### Work to be completed
Repeat exactly the lines of the listing from the line containing "form (590, 37)." through its last line, and nothing beyond them.

**** Extracted entries

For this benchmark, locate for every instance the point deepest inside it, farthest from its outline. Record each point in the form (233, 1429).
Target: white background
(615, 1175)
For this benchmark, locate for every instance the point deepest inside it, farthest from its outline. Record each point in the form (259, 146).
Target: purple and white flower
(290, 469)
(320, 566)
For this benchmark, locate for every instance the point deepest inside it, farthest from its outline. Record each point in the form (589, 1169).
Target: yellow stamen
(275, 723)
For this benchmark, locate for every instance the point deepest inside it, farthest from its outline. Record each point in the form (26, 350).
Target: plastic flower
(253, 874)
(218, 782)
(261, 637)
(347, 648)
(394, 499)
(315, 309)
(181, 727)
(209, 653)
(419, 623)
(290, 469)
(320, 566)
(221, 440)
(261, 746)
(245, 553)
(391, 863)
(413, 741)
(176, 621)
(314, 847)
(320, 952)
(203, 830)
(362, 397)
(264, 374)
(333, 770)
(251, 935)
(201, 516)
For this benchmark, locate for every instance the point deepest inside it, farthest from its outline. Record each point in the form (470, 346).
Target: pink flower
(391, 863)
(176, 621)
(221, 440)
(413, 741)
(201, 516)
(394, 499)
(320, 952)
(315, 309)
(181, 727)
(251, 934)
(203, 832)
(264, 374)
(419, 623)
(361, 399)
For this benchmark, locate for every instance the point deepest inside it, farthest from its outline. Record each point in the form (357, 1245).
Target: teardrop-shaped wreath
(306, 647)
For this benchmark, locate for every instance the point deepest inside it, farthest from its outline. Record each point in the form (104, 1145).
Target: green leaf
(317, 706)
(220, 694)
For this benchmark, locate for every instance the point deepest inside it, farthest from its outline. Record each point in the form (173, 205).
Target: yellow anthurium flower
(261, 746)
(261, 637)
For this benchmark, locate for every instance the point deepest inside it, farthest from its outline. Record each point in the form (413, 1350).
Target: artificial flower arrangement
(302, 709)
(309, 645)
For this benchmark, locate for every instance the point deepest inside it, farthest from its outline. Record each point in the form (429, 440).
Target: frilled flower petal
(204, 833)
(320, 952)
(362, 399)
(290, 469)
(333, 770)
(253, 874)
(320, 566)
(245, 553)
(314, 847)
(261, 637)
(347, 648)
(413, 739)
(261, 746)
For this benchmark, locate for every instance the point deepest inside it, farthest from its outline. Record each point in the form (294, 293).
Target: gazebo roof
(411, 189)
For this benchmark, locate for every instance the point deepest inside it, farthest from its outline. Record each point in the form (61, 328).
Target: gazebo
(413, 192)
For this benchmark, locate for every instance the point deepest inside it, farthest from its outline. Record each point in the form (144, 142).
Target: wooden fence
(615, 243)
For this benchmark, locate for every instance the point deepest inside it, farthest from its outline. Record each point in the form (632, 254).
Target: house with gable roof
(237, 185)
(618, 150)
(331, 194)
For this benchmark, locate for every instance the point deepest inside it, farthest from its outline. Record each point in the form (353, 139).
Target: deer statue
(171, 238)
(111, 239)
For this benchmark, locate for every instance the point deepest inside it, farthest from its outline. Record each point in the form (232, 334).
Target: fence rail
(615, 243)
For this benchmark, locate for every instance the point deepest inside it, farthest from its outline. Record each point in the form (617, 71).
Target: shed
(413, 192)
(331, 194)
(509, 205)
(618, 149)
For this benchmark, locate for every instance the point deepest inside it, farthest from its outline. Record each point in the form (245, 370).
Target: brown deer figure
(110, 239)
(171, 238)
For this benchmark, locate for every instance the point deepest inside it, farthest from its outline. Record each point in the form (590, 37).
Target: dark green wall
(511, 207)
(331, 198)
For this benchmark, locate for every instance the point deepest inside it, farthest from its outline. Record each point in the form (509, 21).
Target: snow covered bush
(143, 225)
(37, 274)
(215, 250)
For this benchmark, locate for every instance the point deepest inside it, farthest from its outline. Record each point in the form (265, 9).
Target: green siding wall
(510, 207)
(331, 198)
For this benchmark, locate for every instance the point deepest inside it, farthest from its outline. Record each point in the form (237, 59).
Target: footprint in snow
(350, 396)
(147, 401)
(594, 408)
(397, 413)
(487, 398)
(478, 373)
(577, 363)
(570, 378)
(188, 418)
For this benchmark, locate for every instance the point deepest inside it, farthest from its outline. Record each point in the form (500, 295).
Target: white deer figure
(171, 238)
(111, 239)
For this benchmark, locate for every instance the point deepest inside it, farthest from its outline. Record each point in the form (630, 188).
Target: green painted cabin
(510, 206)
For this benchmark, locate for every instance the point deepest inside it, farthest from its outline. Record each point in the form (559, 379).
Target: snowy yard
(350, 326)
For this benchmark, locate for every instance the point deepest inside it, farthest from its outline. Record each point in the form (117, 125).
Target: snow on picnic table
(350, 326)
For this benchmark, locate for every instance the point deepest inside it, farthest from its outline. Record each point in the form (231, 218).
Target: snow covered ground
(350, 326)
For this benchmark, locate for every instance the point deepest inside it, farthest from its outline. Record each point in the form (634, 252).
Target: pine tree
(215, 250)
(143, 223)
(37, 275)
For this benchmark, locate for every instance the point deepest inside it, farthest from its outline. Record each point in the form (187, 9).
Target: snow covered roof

********

### Response
For this benchmark, locate for every instance the point deepest inside it, farthest from its outline. Record each point in the form (590, 37).
Target: dark green wall
(511, 207)
(331, 198)
For this benchmark, locate for every instance the point deepest inside it, farthest from its outline. Record each point in the form (509, 21).
Target: snow covered bush
(143, 225)
(37, 274)
(215, 250)
For this benchmark, locate for every instance the point deepest inside it, farthest from its outline. Record each point in the form (265, 9).
Target: green siding wall
(510, 207)
(331, 198)
For this benchmark, locate for every instance the point deepest inside it, farthest from its outline. Record each point in the form (237, 59).
Target: footprint in snow
(350, 396)
(147, 401)
(594, 408)
(397, 413)
(487, 398)
(478, 373)
(577, 363)
(570, 378)
(188, 418)
For this benchmark, locate for every instance the point deepest inside it, farthest from its outline. Record each point in the form (500, 295).
Target: white deer figure
(171, 238)
(111, 239)
For this benchmark, locate for every instance the point deepest inside it, farthest from its outline. Record each point in the form (630, 188).
Target: green painted cabin
(510, 206)
For this benchmark, locate for every instance the point deepest inside it, farthest from its outline. Record each point in the form (559, 379).
Target: snowy yard
(350, 326)
For this benchmark, locate for every instance the point deepest inside it, farthest from its outline. Record each point in the form (117, 125).
Target: snow on picnic table
(350, 326)
For this benchmark, locate for every instance the point deepest inside it, farthest from its outline. Record each point in the form (231, 218).
Target: snow covered ground
(350, 326)
For this benchmark, locate for every instance the point deepest inside it, farthest from its outline. Record each point in the form (634, 252).
Target: pine tree
(215, 250)
(143, 223)
(37, 275)
For this benchmark, locate for every instance the point deepest inside it, farthest from its outline. Record each point in the form (187, 9).
Target: snow covered roof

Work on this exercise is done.